Please replace "front side window" with "side window" throughout the rows below, leaving everything else unchanged.

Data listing
━━━━━━━━━━━━━━━━━━━━

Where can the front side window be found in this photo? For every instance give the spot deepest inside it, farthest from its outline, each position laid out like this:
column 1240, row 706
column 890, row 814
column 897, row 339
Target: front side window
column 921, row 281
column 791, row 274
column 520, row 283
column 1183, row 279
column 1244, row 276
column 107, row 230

━━━━━━━━━━━━━━━━━━━━

PROBLEM SOLUTION:
Where can the side window be found in this photo? For every instance give the spot deepest inside it, farthest from its outline, each position laid out like this:
column 1240, row 706
column 890, row 814
column 897, row 339
Target: side window
column 921, row 281
column 791, row 274
column 520, row 283
column 1183, row 279
column 1244, row 276
column 107, row 230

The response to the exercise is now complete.